[Task to carry out] The response should consist of the records, reproduced exactly.
* * * * * * * * *
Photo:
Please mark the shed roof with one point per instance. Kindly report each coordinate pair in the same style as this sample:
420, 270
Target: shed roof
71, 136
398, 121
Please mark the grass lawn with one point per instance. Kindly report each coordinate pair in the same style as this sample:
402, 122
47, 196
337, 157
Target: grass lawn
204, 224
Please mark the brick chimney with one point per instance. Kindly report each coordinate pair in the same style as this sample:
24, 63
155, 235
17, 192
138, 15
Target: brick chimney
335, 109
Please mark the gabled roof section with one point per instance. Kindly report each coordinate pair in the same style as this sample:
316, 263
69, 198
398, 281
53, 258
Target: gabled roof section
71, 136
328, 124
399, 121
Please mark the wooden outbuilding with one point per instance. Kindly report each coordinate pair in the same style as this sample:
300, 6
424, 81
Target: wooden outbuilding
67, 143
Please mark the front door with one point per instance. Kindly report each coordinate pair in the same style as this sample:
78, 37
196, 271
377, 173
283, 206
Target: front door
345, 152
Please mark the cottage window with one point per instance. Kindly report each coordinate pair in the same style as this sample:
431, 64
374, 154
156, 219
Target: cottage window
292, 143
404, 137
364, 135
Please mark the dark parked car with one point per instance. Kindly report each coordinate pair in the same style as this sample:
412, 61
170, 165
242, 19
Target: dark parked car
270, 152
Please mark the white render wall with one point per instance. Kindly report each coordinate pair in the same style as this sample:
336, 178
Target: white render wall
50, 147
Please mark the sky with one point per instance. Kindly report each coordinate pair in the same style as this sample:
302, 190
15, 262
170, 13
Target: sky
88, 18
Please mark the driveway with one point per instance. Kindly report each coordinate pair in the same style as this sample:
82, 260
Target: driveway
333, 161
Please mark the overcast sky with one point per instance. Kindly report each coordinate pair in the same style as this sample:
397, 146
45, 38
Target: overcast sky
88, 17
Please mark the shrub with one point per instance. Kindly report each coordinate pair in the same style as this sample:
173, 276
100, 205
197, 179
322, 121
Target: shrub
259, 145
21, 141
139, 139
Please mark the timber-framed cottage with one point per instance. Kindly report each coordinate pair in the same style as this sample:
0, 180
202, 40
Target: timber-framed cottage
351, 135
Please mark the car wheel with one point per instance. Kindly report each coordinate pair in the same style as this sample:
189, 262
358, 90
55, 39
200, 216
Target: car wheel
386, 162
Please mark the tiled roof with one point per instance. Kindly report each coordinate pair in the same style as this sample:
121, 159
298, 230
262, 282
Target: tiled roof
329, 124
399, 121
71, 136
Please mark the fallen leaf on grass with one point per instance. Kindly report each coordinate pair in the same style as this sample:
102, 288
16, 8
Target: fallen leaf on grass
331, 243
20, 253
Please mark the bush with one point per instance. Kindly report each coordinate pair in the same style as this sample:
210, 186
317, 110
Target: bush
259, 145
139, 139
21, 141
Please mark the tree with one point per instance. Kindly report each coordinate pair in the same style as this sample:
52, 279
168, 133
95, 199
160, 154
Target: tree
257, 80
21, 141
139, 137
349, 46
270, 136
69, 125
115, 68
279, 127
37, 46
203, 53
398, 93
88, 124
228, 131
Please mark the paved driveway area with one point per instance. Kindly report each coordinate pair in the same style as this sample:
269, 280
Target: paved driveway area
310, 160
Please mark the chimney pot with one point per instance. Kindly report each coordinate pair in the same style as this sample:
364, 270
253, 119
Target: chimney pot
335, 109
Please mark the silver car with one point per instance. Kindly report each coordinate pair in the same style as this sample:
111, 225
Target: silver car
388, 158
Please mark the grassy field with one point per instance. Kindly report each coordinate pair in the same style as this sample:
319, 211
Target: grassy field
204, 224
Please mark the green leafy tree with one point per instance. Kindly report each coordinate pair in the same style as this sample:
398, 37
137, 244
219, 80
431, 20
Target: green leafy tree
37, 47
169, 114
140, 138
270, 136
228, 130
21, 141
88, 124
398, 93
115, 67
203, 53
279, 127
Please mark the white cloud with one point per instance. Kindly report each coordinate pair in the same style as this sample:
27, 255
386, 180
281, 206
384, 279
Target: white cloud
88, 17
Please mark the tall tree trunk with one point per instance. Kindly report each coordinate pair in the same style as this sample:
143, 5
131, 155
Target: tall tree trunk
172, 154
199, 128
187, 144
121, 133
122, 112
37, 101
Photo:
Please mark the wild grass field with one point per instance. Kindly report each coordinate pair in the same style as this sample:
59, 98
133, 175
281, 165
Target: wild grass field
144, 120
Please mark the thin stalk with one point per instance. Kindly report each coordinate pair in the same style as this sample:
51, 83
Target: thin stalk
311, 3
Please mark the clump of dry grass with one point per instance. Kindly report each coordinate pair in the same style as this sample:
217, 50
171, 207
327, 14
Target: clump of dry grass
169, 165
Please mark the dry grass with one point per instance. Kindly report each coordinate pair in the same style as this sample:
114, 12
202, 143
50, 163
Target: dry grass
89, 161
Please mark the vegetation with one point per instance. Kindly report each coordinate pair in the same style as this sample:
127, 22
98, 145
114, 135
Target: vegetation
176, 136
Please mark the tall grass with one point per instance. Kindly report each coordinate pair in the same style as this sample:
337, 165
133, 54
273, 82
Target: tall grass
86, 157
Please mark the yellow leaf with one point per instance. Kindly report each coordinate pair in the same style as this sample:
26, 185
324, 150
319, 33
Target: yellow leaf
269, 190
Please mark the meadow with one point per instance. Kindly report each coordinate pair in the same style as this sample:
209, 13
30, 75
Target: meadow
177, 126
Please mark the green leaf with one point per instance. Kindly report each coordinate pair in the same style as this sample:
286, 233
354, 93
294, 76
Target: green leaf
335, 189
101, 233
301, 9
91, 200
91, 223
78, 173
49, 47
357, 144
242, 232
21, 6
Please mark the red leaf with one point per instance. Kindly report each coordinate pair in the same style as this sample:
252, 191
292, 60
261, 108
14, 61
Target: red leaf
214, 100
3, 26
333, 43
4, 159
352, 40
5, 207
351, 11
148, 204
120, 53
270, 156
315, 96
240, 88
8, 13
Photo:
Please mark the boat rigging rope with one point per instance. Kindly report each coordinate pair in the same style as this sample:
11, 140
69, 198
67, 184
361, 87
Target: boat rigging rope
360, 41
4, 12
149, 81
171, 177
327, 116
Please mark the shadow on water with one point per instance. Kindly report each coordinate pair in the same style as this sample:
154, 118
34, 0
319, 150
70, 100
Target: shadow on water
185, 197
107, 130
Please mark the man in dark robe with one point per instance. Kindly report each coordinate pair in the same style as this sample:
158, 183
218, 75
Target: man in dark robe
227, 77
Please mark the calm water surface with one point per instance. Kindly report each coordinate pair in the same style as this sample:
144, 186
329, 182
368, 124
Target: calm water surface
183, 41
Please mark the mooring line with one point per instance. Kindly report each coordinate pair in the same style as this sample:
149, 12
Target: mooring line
* * * * * * * * *
[Reply to the task]
Photo:
Please mark the shed roof with one point per instance. Kindly report each coordinate pair in the same style as this sample:
420, 270
Target: shed roof
71, 136
398, 121
Please mark the grass lawn with one point per instance. Kindly report each coordinate pair in the same style as this sample:
402, 122
47, 196
337, 157
Target: grass lawn
204, 224
Please mark the brick chimney with one point per instance. Kindly report each coordinate pair in the same style as this sample:
24, 63
155, 235
17, 192
138, 15
Target: brick chimney
335, 109
Please mark the gabled roof section with one point per instance. Kindly report each coordinate pair in the same style as this sample:
316, 263
69, 198
398, 281
53, 258
Target: gabled roof section
71, 136
328, 124
399, 121
Please mark the wooden outbuilding with one point per instance. Kindly report each coordinate pair in the same style as this sample:
300, 6
424, 81
Target: wooden outbuilding
67, 143
Please mark the front door with one point per instance. Kindly report each coordinate pair in the same style as this sample:
78, 37
196, 271
377, 173
283, 206
Target: front door
345, 152
Please mark the cottage window with one point per instance. Kindly report each coordinate pair in the same style as this sample:
431, 64
374, 154
156, 219
Target: cottage window
292, 143
404, 137
364, 135
Please mark the dark parked car with one point per instance. Kindly report each coordinate pair in the same style as this sample:
412, 61
170, 165
242, 19
Target: dark parked car
270, 152
Please mark the white render wall with one point per instance. Kindly report each coordinate pair in the same style as this sample:
336, 178
Target: white render wall
50, 147
Please mark the sky with one point per instance. Kindly report each coordinate pair in the same style as this sample:
302, 190
15, 262
170, 13
Target: sky
88, 18
Please mark the driveway with one point per instance. Kindly report each coordinate pair in the same style as this sample:
82, 260
Target: driveway
333, 161
Please mark the overcast sky with one point per instance. Kindly report each coordinate pair in the same style as this sample:
397, 146
45, 38
Target: overcast sky
88, 17
Please mark the shrub with one point per instance. Kindly report each coordinate pair in the same style as this sample:
173, 276
100, 205
197, 179
322, 121
Target: shrub
259, 145
21, 141
139, 139
Please mark the timber-framed cottage with one point per instance. Kindly report each coordinate pair in the same style as this sample:
0, 180
202, 40
Target: timber-framed cottage
351, 135
Please mark the car wheel with one point per instance. Kindly report each coordinate pair in the same style as this sample:
189, 262
358, 90
55, 39
200, 216
Target: car wheel
386, 162
Please mark the tiled roof with one point per instance. Kindly report each coordinate pair in the same style as this sample:
121, 159
298, 230
262, 282
Target: tiled roof
329, 124
399, 121
71, 136
Please mark the fallen leaf on grass with one point per instance. Kindly report each coordinate pair in the same style as this sample:
102, 288
16, 8
Target: fallen leaf on grass
331, 243
20, 253
Please mark the bush with one point per instance. Kindly report each coordinate pair in the same style as this sample:
210, 186
317, 110
Target: bush
259, 145
139, 139
21, 141
Please mark the tree with one point per instance. Kindly report each coordinate pair in the same style as this sample:
52, 279
168, 133
95, 199
160, 154
Target: tree
257, 80
21, 141
139, 137
349, 46
270, 136
69, 125
115, 68
279, 127
37, 46
203, 53
398, 93
88, 124
228, 131
Please mark the paved driveway area with one point per instance. Kindly report each coordinate pair in the same style as this sample:
269, 280
Target: paved driveway area
310, 160
Please mark the chimney pot with one point per instance. Kindly report each coordinate pair in the same style as this sample:
364, 270
253, 119
Target: chimney pot
335, 109
Please mark the silver car with one point per instance. Kindly report each coordinate pair in the same style as this sample:
111, 225
Target: silver car
388, 158
Please mark the grassy field with one point per instance. Kindly report each coordinate pair in the same style as this sample:
319, 211
Target: grassy field
204, 224
Please mark the green leafy tree with one point per instance. Kindly report each coordinate pair in the same style as this sample:
398, 37
137, 244
219, 80
431, 20
Target: green leafy tree
37, 47
169, 114
140, 138
270, 136
228, 130
21, 141
88, 124
398, 93
115, 67
203, 53
279, 127
Please mark the white cloud with one point per instance. Kindly report each coordinate pair in the same style as this sample:
27, 255
386, 180
281, 206
384, 279
Target: white cloud
88, 17
Please mark the tall tree trunk with one point per instance. Kindly report each coordinate pair in the same style as this sample:
143, 5
131, 155
Target: tall tree trunk
172, 154
199, 128
187, 144
121, 133
122, 112
37, 101
Photo:
Please mark the wild grass field with one point per instance. Kindly report each coordinate pair in the same style as this sample:
59, 98
133, 175
281, 165
Target: wild grass field
144, 120
Please mark the thin stalk with one point per instance. Kindly report each coordinate pair in the same style as this sample:
51, 83
Target: thin stalk
311, 3
Please mark the clump of dry grass with one point per instance. Kindly report each coordinate pair in the same style as this sample:
217, 50
171, 207
327, 14
Target: clump of dry grass
169, 165
Please mark the dry grass with one point per instance. Kindly report each coordinate pair in the same style as this sample:
114, 12
202, 143
50, 163
Target: dry grass
89, 161
Please mark the vegetation with one point per instance. Kindly report each coordinate pair in the same style as this sample:
127, 22
98, 145
114, 135
Target: vegetation
176, 136
Please mark the tall grass with one point per instance. Kindly report each coordinate pair in the same style as this sample:
337, 165
133, 54
273, 82
Target: tall grass
86, 157
Please mark the yellow leaf with one point per instance. Kindly report each coordinate pair in the same style as this sample:
26, 185
324, 150
319, 33
Target: yellow leaf
269, 190
Please mark the meadow with one point per instance. Kindly report each coordinate pair in the same style as this sample:
209, 13
30, 75
Target: meadow
177, 126
Please mark the green leaf with one point per instance. Kindly report each coordinate pair in the same style as this sample:
286, 233
354, 93
294, 76
Target: green leaf
335, 189
101, 233
301, 9
91, 200
91, 223
78, 173
49, 47
357, 144
242, 232
21, 6
Please mark the red leaf with one point per instance. Kindly report each coordinate pair in the same style as this sample:
252, 191
292, 60
261, 108
14, 61
Target: red leaf
214, 100
3, 26
333, 43
4, 159
352, 40
5, 207
351, 11
148, 204
120, 53
270, 156
315, 96
240, 88
8, 13
Photo:
Please mark the boat rigging rope with one point per instance. Kindly report each coordinate pair in the same style as this sample:
11, 140
69, 198
67, 184
361, 87
Target: boat rigging rope
360, 41
4, 12
149, 81
171, 177
327, 116
Please mark the shadow on water with one point per instance. Kindly report each coordinate pair in the same style as this sample:
154, 118
34, 0
319, 150
70, 100
Target: shadow on water
185, 197
107, 130
Please mark the man in dark robe with one point per instance. Kindly report each coordinate pair in the same style as this sample:
158, 183
218, 75
Target: man in dark robe
227, 77
Please mark the calm water surface with one point per instance. Kindly report each coordinate pair in the same style as this sample:
144, 186
329, 182
368, 124
Target: calm water surface
183, 41
Please mark the mooring line with one point per instance. Kindly report each coordinate pair in the same style as this sample:
149, 12
Target: mooring line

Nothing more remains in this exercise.